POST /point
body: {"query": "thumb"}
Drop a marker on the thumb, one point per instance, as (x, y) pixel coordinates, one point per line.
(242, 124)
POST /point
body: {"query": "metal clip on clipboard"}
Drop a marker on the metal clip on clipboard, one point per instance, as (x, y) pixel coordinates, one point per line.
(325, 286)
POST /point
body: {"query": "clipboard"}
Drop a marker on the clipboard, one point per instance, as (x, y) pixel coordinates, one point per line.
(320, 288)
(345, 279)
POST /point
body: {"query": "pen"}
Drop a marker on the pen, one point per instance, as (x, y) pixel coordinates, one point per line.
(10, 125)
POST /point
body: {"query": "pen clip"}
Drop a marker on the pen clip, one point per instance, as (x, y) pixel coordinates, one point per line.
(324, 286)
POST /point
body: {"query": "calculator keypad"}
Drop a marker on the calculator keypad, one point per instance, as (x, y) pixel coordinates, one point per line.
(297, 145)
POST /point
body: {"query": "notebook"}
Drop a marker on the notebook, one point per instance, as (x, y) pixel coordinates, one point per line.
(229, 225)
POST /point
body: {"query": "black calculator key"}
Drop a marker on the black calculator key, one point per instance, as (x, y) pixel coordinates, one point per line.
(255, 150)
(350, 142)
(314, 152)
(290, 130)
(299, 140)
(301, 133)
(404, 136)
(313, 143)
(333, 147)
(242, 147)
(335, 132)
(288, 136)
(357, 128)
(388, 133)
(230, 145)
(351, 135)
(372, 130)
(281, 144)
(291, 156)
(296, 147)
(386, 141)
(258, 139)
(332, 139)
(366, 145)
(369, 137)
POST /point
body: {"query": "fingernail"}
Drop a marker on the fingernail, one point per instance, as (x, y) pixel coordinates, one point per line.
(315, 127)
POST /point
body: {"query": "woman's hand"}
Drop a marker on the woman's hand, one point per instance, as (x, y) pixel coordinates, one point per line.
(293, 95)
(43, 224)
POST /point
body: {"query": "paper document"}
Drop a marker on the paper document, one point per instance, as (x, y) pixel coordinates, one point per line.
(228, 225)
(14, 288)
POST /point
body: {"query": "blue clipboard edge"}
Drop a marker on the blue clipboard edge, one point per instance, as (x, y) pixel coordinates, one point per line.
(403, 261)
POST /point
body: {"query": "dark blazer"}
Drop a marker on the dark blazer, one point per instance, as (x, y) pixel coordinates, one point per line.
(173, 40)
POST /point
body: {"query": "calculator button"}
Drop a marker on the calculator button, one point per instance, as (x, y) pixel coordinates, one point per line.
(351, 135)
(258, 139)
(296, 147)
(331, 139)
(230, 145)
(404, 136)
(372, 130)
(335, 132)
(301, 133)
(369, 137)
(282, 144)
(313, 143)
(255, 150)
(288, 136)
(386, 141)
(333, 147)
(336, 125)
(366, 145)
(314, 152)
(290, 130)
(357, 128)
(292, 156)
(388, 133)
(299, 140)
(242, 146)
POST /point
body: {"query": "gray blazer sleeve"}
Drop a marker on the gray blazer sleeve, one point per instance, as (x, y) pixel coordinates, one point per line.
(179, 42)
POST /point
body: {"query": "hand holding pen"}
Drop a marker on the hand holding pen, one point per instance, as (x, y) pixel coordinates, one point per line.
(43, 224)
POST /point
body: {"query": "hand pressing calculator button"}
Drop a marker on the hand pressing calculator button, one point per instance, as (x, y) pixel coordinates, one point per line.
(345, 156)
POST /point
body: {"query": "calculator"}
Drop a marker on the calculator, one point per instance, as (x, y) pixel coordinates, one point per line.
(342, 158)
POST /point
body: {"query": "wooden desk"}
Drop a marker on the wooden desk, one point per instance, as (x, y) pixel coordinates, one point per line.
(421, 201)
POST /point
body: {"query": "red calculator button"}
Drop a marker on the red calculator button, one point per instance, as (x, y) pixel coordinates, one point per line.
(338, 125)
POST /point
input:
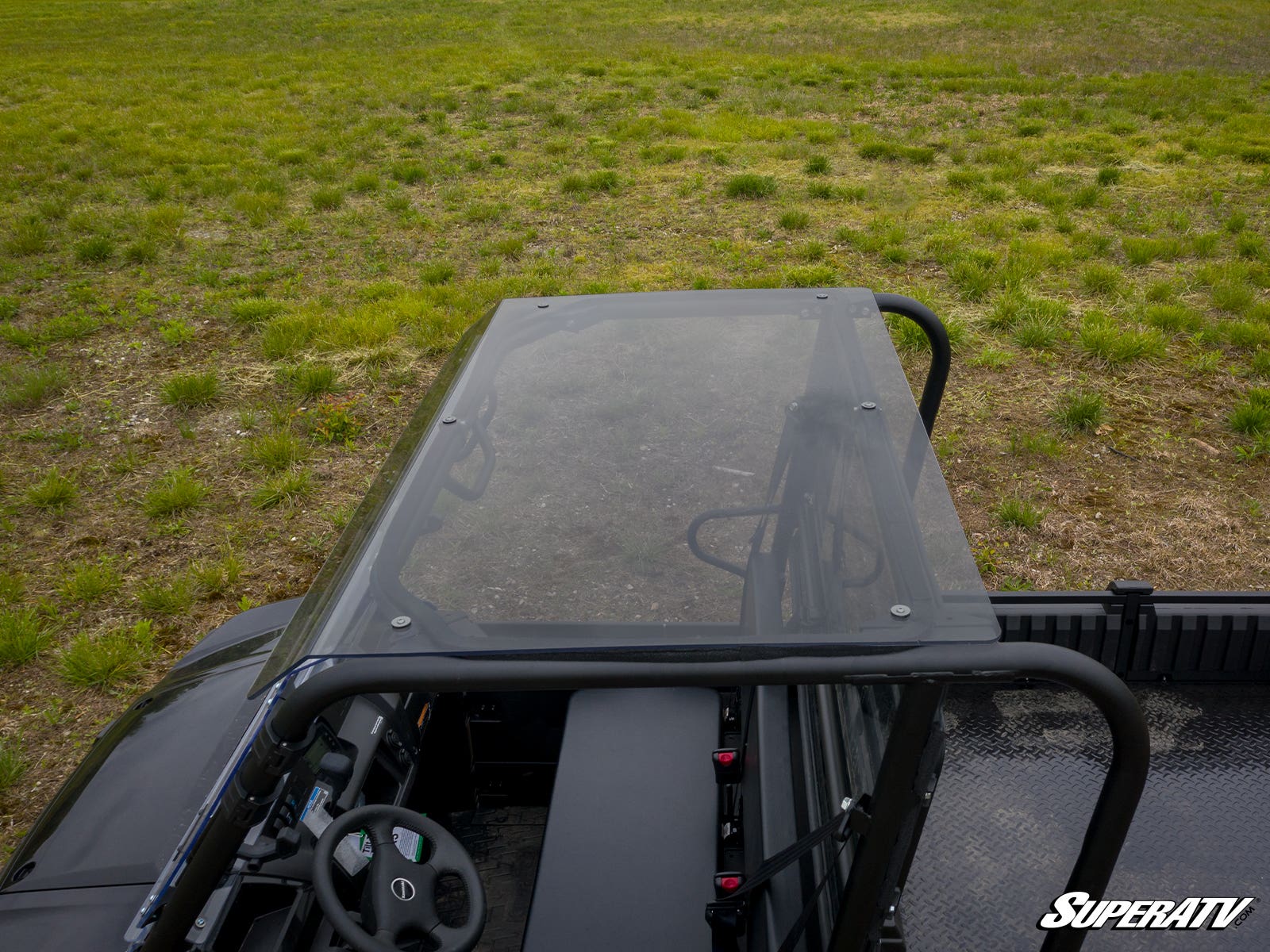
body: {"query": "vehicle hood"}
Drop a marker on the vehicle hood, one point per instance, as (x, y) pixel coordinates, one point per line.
(121, 814)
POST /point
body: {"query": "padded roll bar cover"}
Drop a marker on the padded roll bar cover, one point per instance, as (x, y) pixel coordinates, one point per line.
(629, 854)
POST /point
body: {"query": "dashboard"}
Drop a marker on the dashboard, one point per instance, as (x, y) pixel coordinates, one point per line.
(365, 750)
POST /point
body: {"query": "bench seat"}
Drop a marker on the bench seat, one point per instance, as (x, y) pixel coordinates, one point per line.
(629, 852)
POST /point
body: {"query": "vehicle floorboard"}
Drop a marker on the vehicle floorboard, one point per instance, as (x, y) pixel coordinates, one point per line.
(506, 843)
(1020, 778)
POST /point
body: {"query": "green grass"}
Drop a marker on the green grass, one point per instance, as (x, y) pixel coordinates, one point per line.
(1251, 416)
(92, 582)
(175, 494)
(273, 452)
(328, 200)
(751, 186)
(190, 390)
(52, 493)
(1080, 412)
(1035, 444)
(1113, 346)
(13, 765)
(290, 488)
(313, 380)
(168, 596)
(216, 577)
(110, 659)
(256, 310)
(794, 220)
(23, 635)
(29, 387)
(1019, 512)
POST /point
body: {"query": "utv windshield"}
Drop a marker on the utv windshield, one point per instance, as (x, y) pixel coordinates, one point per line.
(654, 471)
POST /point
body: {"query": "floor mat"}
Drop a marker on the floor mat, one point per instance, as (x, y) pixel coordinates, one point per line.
(506, 843)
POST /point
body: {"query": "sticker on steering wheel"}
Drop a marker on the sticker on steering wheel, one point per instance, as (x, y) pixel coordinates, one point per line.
(408, 843)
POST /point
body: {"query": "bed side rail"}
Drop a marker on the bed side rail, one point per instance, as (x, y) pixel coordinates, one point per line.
(1146, 635)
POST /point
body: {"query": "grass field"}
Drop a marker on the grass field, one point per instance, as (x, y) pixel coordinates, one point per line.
(238, 238)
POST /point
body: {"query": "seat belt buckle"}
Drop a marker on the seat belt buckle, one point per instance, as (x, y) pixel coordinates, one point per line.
(727, 884)
(727, 763)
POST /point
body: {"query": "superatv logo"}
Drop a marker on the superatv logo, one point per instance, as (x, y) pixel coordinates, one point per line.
(1077, 911)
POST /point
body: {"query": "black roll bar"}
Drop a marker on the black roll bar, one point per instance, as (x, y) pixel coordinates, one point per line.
(941, 351)
(281, 743)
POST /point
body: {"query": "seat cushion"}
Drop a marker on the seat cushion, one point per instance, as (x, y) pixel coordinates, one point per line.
(629, 854)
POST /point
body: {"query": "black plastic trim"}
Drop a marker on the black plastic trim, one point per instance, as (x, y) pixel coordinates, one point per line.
(1149, 636)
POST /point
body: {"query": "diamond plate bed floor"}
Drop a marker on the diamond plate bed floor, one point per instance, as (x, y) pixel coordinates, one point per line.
(506, 843)
(1022, 771)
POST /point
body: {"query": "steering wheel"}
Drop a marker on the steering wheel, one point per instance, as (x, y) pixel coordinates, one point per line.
(400, 896)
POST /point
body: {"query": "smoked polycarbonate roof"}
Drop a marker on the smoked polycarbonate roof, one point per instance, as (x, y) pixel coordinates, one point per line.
(543, 495)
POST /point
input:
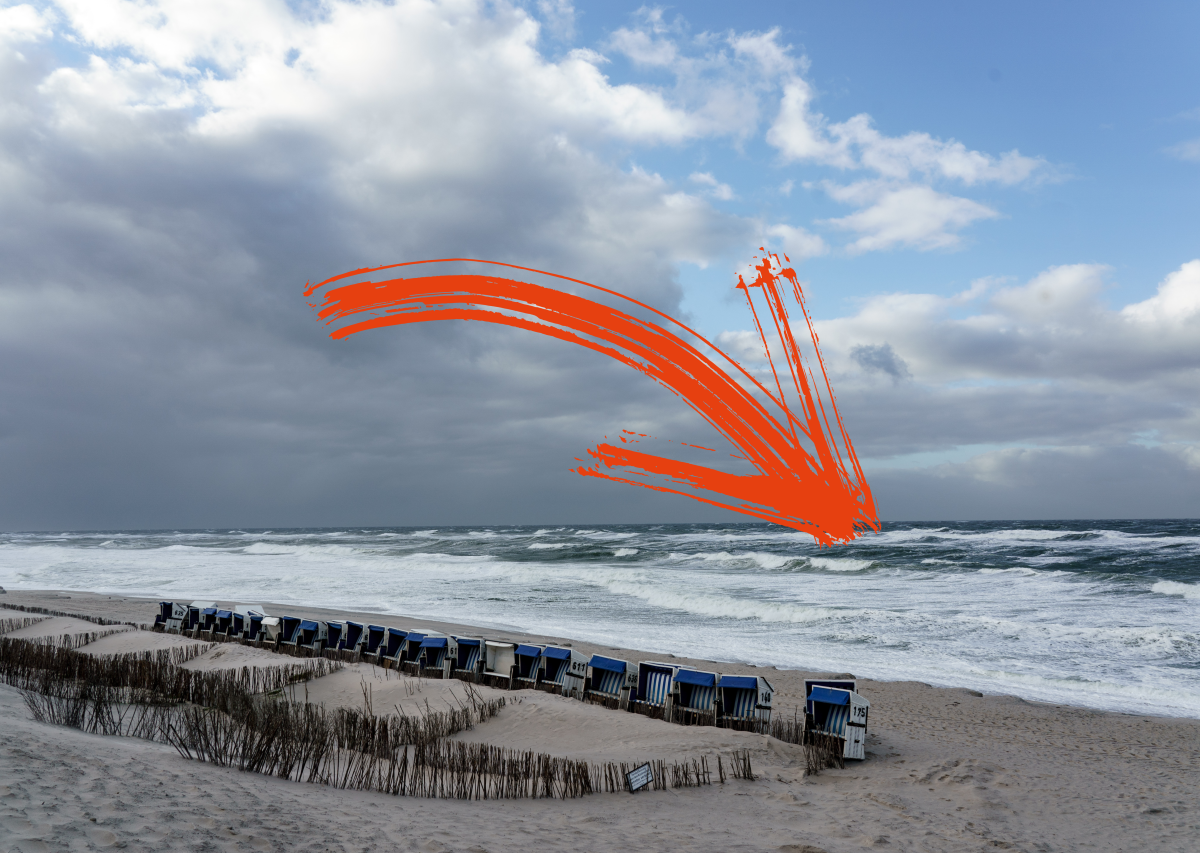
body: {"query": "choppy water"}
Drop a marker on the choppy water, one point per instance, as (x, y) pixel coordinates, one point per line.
(1104, 614)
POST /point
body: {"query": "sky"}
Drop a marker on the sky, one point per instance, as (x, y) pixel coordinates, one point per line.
(994, 210)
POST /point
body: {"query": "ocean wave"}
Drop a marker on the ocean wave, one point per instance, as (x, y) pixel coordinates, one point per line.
(1187, 590)
(839, 564)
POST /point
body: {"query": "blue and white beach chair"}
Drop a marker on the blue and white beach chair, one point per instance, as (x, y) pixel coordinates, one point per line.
(334, 634)
(468, 659)
(372, 641)
(171, 617)
(528, 662)
(289, 632)
(745, 702)
(393, 650)
(653, 694)
(695, 697)
(195, 612)
(352, 637)
(610, 682)
(838, 713)
(563, 671)
(499, 664)
(435, 655)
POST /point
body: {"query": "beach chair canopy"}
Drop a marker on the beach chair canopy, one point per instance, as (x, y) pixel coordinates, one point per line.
(557, 664)
(831, 697)
(739, 695)
(696, 689)
(375, 636)
(831, 709)
(838, 684)
(394, 646)
(353, 635)
(528, 661)
(291, 628)
(468, 653)
(654, 683)
(333, 634)
(607, 674)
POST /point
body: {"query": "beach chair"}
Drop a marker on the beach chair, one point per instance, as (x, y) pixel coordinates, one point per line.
(390, 654)
(499, 664)
(195, 612)
(467, 662)
(222, 624)
(270, 631)
(171, 617)
(528, 666)
(289, 634)
(253, 628)
(334, 634)
(563, 671)
(840, 715)
(435, 655)
(352, 638)
(311, 636)
(695, 697)
(372, 641)
(652, 696)
(208, 622)
(745, 702)
(610, 682)
(243, 617)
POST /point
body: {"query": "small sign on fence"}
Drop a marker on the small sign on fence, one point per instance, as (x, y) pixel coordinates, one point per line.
(639, 778)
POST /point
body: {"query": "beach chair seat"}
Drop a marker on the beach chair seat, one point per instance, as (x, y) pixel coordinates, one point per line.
(390, 653)
(372, 641)
(289, 632)
(528, 662)
(695, 697)
(433, 655)
(352, 637)
(745, 702)
(334, 634)
(171, 617)
(499, 664)
(653, 694)
(840, 715)
(468, 659)
(610, 682)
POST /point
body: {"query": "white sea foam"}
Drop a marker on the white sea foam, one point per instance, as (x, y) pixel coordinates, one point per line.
(1187, 590)
(839, 564)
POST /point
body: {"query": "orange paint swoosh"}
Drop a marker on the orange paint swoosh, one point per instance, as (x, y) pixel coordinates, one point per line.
(808, 474)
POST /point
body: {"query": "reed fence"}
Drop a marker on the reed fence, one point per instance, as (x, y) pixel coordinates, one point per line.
(244, 719)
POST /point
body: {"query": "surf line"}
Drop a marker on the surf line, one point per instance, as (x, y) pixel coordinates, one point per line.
(808, 475)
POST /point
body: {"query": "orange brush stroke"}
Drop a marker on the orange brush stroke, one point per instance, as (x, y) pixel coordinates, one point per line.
(817, 488)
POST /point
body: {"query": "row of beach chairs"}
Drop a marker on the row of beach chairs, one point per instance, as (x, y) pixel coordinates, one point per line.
(667, 691)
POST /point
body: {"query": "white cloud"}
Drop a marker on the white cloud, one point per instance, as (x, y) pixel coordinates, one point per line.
(802, 134)
(24, 23)
(1187, 150)
(718, 190)
(913, 216)
(797, 242)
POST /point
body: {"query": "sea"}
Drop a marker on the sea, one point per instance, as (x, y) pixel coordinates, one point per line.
(1101, 614)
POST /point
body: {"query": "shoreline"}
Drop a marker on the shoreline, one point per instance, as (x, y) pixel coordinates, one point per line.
(787, 680)
(947, 769)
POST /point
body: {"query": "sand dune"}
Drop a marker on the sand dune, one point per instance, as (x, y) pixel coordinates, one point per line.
(946, 770)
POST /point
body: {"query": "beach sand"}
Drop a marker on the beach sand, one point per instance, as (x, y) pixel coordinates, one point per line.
(947, 769)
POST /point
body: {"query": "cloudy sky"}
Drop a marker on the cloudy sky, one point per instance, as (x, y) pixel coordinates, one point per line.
(994, 210)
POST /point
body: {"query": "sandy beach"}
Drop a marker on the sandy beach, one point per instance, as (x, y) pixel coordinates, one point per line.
(947, 769)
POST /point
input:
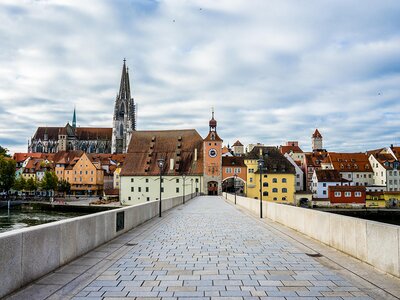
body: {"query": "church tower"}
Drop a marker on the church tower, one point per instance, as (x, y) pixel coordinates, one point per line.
(124, 120)
(316, 140)
(212, 147)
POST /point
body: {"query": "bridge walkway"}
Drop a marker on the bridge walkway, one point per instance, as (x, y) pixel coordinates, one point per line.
(209, 249)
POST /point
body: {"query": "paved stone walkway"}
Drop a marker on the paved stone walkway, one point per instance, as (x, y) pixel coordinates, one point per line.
(208, 249)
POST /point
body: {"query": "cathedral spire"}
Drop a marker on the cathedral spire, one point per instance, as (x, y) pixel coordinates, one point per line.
(74, 119)
(124, 88)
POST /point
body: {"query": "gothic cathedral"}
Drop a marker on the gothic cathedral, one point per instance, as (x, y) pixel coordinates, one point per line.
(124, 120)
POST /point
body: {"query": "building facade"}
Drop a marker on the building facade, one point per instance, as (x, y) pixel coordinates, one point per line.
(277, 177)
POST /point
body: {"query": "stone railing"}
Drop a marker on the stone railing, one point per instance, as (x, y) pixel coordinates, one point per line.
(29, 253)
(375, 243)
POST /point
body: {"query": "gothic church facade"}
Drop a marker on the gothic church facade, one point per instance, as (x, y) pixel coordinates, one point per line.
(92, 139)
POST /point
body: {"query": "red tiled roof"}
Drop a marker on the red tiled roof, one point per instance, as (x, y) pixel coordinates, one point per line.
(287, 149)
(237, 143)
(327, 175)
(316, 134)
(350, 162)
(146, 147)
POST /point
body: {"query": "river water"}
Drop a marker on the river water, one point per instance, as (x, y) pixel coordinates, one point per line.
(16, 219)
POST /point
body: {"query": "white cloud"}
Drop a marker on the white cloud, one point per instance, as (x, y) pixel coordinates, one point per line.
(274, 70)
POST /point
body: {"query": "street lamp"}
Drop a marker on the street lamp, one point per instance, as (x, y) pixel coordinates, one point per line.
(260, 168)
(183, 187)
(160, 163)
(191, 183)
(234, 185)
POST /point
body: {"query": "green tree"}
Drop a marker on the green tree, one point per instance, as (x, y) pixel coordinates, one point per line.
(49, 181)
(7, 173)
(31, 185)
(19, 184)
(64, 187)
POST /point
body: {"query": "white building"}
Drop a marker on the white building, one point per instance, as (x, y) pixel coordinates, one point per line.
(322, 179)
(386, 170)
(299, 173)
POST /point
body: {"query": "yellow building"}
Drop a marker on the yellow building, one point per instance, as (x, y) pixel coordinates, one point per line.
(278, 175)
(388, 199)
(83, 173)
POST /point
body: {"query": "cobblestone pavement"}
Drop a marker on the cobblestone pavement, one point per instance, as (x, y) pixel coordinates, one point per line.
(209, 250)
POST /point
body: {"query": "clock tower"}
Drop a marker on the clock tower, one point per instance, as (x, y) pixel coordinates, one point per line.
(212, 147)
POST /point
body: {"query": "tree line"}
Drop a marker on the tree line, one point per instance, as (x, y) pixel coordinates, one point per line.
(8, 180)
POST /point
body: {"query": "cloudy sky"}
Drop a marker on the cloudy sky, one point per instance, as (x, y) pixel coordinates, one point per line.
(273, 70)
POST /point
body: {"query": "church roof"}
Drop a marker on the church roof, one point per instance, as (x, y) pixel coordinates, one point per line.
(174, 146)
(81, 133)
(317, 134)
(237, 143)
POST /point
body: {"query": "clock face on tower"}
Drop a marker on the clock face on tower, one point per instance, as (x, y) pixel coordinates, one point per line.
(212, 153)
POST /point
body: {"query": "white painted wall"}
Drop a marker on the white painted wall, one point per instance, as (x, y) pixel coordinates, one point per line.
(140, 189)
(299, 173)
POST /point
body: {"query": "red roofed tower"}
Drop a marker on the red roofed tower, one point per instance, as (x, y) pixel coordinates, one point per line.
(316, 140)
(213, 160)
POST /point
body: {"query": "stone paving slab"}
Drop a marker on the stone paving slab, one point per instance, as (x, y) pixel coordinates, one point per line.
(207, 249)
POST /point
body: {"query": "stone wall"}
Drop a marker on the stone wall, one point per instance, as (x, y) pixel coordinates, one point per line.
(29, 253)
(375, 243)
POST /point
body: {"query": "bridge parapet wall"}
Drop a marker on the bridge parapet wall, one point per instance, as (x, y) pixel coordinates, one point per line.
(375, 243)
(29, 253)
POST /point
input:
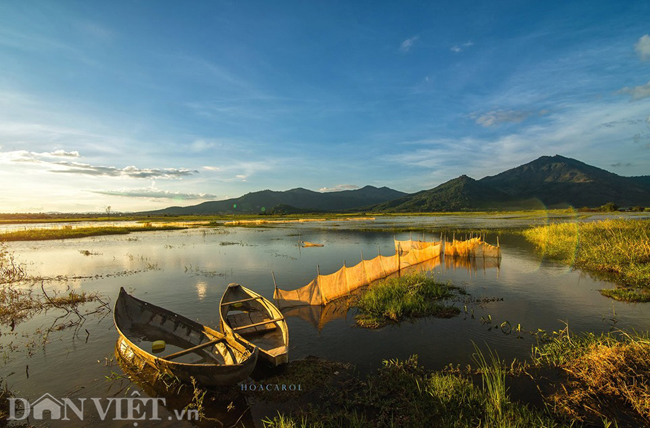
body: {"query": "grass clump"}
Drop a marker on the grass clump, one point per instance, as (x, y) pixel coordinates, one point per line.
(604, 377)
(68, 232)
(625, 295)
(404, 394)
(620, 248)
(408, 296)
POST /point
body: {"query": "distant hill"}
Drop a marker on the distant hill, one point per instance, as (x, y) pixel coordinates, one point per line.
(557, 180)
(644, 180)
(552, 181)
(294, 200)
(455, 195)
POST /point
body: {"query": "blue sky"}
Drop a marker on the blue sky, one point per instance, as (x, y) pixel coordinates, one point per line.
(142, 104)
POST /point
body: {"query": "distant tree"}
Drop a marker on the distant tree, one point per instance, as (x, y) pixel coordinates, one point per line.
(609, 207)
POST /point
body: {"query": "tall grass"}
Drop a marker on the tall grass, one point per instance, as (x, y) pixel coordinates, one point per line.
(68, 232)
(617, 247)
(493, 376)
(606, 375)
(403, 394)
(408, 296)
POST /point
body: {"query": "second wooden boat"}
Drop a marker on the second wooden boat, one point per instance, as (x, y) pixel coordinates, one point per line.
(257, 320)
(192, 350)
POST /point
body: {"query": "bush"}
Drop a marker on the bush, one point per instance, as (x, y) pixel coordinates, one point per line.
(609, 207)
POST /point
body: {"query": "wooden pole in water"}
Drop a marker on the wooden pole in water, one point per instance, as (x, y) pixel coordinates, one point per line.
(399, 263)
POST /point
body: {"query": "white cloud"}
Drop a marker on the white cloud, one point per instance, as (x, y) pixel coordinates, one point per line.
(201, 145)
(642, 47)
(497, 116)
(154, 193)
(637, 92)
(35, 157)
(338, 188)
(408, 44)
(459, 48)
(242, 170)
(129, 171)
(53, 161)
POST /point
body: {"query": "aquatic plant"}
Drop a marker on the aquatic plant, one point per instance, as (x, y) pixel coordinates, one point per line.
(620, 248)
(605, 376)
(408, 296)
(68, 232)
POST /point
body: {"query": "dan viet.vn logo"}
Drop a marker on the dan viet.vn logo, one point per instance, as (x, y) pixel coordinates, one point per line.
(132, 408)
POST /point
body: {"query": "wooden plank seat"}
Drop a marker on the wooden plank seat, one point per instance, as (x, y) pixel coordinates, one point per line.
(241, 301)
(192, 349)
(251, 322)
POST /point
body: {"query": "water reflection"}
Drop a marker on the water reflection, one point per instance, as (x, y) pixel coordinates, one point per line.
(320, 315)
(187, 272)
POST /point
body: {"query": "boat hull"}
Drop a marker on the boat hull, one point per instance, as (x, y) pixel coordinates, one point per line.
(273, 345)
(225, 363)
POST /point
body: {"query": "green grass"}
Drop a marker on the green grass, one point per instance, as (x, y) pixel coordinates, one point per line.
(620, 248)
(602, 376)
(625, 295)
(68, 232)
(404, 394)
(399, 298)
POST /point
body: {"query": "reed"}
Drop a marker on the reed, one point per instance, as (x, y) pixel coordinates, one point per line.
(605, 376)
(68, 232)
(620, 248)
(408, 296)
(403, 394)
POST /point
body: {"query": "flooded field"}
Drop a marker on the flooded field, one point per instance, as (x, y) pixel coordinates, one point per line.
(187, 272)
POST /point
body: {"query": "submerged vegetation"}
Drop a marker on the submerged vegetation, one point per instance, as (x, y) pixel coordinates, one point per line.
(404, 394)
(604, 377)
(572, 379)
(408, 296)
(620, 248)
(68, 232)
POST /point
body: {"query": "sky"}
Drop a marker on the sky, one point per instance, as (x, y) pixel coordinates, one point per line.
(141, 105)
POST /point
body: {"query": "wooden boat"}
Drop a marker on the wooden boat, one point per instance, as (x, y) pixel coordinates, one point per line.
(192, 350)
(252, 317)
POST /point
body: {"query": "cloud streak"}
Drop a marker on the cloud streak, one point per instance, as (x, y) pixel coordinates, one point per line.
(129, 171)
(642, 47)
(338, 188)
(637, 92)
(407, 44)
(154, 193)
(498, 116)
(460, 48)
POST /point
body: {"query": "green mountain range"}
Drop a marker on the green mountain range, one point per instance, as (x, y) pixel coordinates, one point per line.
(549, 181)
(290, 201)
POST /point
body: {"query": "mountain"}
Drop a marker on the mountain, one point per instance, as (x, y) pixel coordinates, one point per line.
(455, 195)
(298, 200)
(551, 181)
(643, 180)
(557, 180)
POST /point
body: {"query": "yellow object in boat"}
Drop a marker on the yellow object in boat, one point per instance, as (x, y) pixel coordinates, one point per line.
(158, 345)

⁂

**Task goal**
List every line of the rows above that contains the string "plastic".

**Solution for this task**
body: {"query": "black plastic trim"}
Drop a marker on the black plastic trim, one point per instance, as (x, y) pixel coordinates, one point per line.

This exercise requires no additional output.